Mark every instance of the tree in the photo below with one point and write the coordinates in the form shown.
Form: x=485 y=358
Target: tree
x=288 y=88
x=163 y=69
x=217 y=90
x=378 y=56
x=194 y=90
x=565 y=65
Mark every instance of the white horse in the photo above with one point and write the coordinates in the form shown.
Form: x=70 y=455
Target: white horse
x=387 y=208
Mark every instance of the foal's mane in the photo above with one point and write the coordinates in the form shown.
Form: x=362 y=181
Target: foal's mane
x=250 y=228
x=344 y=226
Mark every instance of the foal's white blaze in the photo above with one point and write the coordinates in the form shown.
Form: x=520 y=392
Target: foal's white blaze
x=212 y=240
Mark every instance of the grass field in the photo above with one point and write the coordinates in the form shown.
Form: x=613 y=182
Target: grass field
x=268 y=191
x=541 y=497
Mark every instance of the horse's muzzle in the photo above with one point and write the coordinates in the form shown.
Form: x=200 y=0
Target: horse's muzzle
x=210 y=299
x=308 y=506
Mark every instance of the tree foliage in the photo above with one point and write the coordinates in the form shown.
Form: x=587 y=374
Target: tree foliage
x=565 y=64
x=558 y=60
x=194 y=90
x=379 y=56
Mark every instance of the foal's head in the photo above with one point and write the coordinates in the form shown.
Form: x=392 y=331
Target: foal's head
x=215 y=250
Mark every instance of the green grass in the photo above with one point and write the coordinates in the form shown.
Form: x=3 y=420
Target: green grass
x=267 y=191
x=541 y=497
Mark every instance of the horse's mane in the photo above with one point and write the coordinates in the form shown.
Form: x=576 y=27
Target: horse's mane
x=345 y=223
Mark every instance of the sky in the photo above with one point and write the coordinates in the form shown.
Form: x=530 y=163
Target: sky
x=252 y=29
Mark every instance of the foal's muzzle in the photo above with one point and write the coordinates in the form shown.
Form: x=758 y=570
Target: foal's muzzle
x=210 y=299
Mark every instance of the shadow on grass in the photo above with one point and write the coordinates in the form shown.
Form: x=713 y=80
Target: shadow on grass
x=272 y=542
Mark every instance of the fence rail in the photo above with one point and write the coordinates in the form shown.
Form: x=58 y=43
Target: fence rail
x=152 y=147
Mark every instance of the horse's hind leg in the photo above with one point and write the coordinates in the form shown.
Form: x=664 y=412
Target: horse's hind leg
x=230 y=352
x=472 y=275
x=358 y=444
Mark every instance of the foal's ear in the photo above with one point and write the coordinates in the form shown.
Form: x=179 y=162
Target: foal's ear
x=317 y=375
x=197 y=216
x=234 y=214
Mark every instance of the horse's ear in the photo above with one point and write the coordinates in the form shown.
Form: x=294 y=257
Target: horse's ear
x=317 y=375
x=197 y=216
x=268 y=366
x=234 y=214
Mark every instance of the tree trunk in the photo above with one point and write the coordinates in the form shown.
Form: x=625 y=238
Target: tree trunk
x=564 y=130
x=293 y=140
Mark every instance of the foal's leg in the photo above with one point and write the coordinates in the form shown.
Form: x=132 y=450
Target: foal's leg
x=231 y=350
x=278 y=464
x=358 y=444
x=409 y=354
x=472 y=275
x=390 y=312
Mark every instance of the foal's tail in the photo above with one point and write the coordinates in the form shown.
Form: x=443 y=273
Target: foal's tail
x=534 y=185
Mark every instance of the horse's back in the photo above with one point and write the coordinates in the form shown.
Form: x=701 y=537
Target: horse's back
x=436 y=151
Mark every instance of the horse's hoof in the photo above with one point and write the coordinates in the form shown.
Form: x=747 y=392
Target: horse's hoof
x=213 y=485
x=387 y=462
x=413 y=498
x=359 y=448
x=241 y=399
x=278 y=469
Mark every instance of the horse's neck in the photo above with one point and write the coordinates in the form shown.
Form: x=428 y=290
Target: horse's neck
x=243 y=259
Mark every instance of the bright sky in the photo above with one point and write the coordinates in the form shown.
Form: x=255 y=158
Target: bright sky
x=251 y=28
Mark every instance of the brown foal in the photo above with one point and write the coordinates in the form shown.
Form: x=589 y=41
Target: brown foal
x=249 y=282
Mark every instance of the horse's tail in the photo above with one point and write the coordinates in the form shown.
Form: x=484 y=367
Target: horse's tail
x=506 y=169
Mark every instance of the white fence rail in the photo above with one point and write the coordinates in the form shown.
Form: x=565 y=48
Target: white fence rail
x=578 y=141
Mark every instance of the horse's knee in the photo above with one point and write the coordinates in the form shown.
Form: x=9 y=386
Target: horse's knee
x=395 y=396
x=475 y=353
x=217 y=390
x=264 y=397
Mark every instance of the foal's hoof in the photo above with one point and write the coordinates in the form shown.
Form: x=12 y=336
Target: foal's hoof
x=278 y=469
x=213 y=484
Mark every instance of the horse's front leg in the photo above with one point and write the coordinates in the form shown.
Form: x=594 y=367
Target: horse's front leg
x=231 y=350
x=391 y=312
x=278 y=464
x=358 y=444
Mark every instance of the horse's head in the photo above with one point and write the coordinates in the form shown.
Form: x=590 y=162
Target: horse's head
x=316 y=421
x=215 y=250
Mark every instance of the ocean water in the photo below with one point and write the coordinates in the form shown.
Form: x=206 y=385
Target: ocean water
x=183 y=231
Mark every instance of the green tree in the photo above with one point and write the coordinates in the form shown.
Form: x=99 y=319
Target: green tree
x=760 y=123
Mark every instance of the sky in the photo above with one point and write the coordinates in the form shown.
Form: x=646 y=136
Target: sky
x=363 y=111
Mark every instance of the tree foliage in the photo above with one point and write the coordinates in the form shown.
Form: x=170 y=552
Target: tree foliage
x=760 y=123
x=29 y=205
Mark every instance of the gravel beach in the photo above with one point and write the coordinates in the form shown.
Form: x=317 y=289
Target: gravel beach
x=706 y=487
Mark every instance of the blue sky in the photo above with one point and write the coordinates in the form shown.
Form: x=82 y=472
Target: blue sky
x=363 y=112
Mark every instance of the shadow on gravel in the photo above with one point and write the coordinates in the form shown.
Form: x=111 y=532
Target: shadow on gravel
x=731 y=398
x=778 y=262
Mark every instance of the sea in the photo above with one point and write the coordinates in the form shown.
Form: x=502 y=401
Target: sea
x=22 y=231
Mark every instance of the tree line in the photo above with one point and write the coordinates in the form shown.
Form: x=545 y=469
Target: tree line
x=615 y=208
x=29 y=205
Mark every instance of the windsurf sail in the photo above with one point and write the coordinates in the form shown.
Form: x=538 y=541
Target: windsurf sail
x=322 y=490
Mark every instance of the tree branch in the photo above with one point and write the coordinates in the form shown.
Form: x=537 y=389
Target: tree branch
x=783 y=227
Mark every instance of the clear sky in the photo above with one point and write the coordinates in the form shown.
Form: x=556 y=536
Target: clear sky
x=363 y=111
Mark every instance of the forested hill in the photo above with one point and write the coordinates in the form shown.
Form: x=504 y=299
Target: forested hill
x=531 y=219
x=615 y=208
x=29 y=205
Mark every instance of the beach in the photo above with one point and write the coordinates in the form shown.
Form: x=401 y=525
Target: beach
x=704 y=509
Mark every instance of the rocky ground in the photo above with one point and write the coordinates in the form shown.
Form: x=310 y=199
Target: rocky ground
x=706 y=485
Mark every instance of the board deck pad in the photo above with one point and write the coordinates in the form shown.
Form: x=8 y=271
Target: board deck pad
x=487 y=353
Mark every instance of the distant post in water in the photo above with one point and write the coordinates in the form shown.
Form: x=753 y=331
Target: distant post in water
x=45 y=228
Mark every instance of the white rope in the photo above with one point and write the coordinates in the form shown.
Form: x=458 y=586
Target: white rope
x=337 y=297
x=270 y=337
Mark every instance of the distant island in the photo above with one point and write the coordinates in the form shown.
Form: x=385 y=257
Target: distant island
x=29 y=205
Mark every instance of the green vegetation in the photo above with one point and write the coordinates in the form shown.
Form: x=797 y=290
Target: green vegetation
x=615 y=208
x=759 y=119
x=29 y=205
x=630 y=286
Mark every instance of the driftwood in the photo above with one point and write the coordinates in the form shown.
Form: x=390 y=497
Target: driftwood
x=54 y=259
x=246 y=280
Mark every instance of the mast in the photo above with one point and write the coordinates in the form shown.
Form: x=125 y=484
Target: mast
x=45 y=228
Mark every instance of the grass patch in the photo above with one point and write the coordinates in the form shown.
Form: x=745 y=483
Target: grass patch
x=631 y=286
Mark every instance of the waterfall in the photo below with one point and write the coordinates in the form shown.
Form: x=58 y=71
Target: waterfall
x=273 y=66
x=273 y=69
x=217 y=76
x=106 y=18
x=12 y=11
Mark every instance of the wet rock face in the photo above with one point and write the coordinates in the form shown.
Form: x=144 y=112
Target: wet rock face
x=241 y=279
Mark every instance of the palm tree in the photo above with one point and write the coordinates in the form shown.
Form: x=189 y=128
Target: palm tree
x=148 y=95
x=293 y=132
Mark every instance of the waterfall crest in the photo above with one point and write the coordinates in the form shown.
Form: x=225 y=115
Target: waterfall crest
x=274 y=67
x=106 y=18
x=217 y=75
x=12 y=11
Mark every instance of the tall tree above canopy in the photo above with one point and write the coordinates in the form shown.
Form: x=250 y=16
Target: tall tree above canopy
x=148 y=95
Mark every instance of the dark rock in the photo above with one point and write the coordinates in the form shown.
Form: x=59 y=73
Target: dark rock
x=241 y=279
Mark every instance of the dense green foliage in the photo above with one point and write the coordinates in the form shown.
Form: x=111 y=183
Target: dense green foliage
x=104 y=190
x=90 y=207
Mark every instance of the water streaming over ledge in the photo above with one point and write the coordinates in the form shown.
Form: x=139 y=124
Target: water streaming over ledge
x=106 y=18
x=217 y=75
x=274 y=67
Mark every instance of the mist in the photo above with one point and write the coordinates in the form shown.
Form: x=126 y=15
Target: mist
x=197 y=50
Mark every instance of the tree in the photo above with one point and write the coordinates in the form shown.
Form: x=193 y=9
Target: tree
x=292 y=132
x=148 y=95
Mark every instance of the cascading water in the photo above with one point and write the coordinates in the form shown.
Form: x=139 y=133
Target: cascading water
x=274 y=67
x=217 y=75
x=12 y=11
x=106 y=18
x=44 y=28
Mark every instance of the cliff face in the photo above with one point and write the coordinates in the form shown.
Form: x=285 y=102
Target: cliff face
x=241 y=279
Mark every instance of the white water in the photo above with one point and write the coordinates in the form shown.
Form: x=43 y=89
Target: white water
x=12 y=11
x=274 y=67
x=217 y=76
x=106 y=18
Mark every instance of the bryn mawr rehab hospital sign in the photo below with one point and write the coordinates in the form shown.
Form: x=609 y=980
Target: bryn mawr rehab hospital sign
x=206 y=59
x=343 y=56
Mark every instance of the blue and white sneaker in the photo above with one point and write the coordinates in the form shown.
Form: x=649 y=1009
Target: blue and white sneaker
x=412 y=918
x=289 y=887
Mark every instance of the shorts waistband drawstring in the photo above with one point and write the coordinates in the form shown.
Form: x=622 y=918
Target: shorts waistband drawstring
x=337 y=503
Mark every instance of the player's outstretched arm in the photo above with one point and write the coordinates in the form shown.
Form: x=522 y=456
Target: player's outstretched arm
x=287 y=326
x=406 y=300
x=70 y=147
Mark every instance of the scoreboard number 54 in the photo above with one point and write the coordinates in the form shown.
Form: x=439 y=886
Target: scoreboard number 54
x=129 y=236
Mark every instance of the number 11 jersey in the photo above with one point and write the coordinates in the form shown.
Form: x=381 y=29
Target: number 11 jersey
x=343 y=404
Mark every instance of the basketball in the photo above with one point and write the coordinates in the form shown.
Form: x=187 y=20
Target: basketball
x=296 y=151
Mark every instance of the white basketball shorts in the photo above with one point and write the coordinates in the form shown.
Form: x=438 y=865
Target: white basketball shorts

_Aim of the task:_
Rewrite the stretch of items from the line containing "Mark every instance of the green tree" through the line containing "x=706 y=487" as a JSON list of strings, one string per line, leaving out blank lines.

_Problem solution:_
[
  "Mark every instance of the green tree in the photo above with one point and write the coordinates in the form shown.",
  "Form: x=99 y=319",
  "Target: green tree",
  "x=760 y=123",
  "Mark every instance of the sky in the photo above with one point and write the coordinates in the form shown.",
  "Form: x=646 y=136",
  "Target: sky",
  "x=363 y=111",
  "Mark every instance of the tree foliage in the photo above with one point and write the coordinates in the form shown.",
  "Form: x=170 y=552",
  "Target: tree foliage",
  "x=760 y=123",
  "x=29 y=205",
  "Mark every instance of the gravel beach in the photo above with one point and write the coordinates in the form shown.",
  "Form: x=317 y=289",
  "Target: gravel beach",
  "x=706 y=487"
]